━━━ Textauszug

24. Juni 2023, 12 Uhr, Berlin, Tiergarten, Straße des 17. Juni / am Goldfischteich

Am 90. Jahrestag des Verbots der Glaubensgemeinschaft der Zeugen Jehovas in Preußen am 24. Juni 1933, das in seinen Auswirkungen für das ganze nationalsozialistische Deutschland entscheidend war, lädt die Stiftung Denkmal für die ermordeten Juden Europas in Kooperation mit der Arnold-Liebster-Stiftung zu einer öffentlichen Gedenkstunde am Ort des geplanten Denkmals im Berliner Tiergarten, Straße des 17. Juni / am Goldfischteich, ein.

Am Goldfischteich fand am 22. August 1936 eine Verhaftungsaktion der Gestapo statt. Im Zuge einer Verhaftungswelle 1936 wurden führende Zeugen Jehovas in ganz Deutschland inhaftiert. Mindestens 17 der dabei Verhafteten starben an den Folgen von Folter.

━━━━━━
━━━ Datenauszug

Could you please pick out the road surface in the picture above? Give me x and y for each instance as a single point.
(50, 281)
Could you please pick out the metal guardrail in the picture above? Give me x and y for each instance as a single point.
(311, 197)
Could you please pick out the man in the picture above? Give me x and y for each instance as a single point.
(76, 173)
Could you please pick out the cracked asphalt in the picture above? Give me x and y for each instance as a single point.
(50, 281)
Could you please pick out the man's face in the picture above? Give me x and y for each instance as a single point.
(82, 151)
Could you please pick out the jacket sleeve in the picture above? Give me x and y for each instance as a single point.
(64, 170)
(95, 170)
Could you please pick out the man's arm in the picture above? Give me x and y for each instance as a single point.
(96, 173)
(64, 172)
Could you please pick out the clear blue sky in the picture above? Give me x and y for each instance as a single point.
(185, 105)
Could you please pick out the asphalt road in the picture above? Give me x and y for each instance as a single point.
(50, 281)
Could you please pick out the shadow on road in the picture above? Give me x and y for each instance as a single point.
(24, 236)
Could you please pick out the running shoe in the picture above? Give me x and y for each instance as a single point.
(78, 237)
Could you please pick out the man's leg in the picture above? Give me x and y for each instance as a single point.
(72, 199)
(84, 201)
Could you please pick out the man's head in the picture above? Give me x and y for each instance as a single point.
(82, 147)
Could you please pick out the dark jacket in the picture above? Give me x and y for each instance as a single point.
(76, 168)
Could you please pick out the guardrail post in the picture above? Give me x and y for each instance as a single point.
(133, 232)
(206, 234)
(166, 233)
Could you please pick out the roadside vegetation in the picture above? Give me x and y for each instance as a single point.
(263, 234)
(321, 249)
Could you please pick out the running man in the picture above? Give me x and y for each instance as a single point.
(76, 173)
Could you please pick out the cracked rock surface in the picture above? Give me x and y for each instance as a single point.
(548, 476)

━━━━━━
━━━ Datenauszug

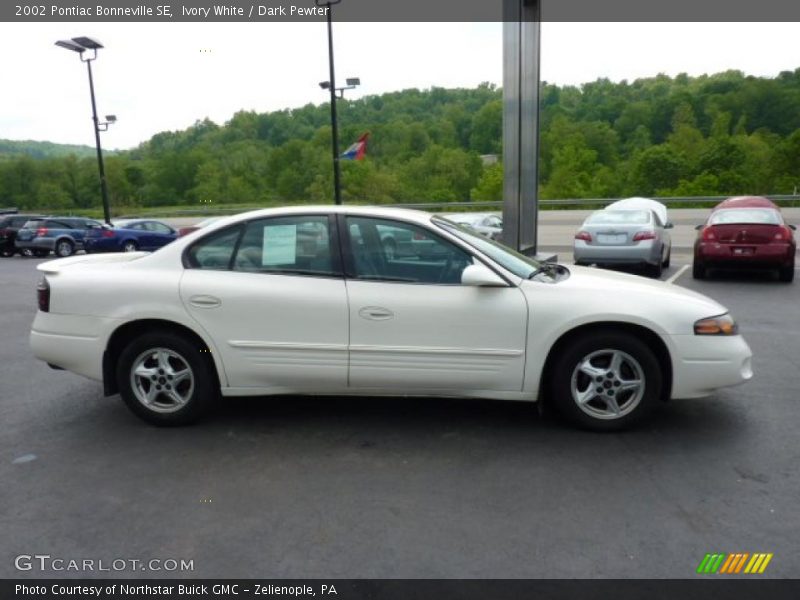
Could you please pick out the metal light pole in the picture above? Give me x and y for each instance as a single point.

━━━━━━

▶ [Aufgaben]
1. Geben Sie bitte den Abschnitt des Textauszugs von „Am 90. Jahrestag“ bis einschließlich „Folgen von Folter.“ wortgetreu wieder.
2. Beantworten Sie anhand des Textauszugs diese Fragen:
(a) An welchem Datum wurde die Glaubensgemeinschaft der Zeugen Jehovas in Preußen verboten?
(b) Mit welcher Stiftung arbeitet die Stiftung Denkmal für die ermordeten Juden Europas bei der Gedenkstunde zusammen?
(c) Wie viele der 1936 Verhafteten starben mindestens an den Folgen von Folter?

▶ [Ergebnisse]
1.
Am 90. Jahrestag des Verbots der Glaubensgemeinschaft der Zeugen Jehovas in Preußen am 24. Juni 1933, das in seinen Auswirkungen für das ganze nationalsozialistische Deutschland entscheidend war, lädt die Stiftung Denkmal für die ermordeten Juden Europas in Kooperation mit der Arnold-Liebster-Stiftung zu einer öffentlichen Gedenkstunde am Ort des geplanten Denkmals im Berliner Tiergarten, Straße des 17. Juni / am Goldfischteich, ein.

Am Goldfischteich fand am 22. August 1936 eine Verhaftungsaktion der Gestapo statt. Im Zuge einer Verhaftungswelle 1936 wurden führende Zeugen Jehovas in ganz Deutschland inhaftiert. Mindestens 17 der dabei Verhafteten starben an den Folgen von Folter.

2.
(a) Am 24. Juni 1933.
(b) Mit der Arnold-Liebster-Stiftung.
(c) Mindestens 17.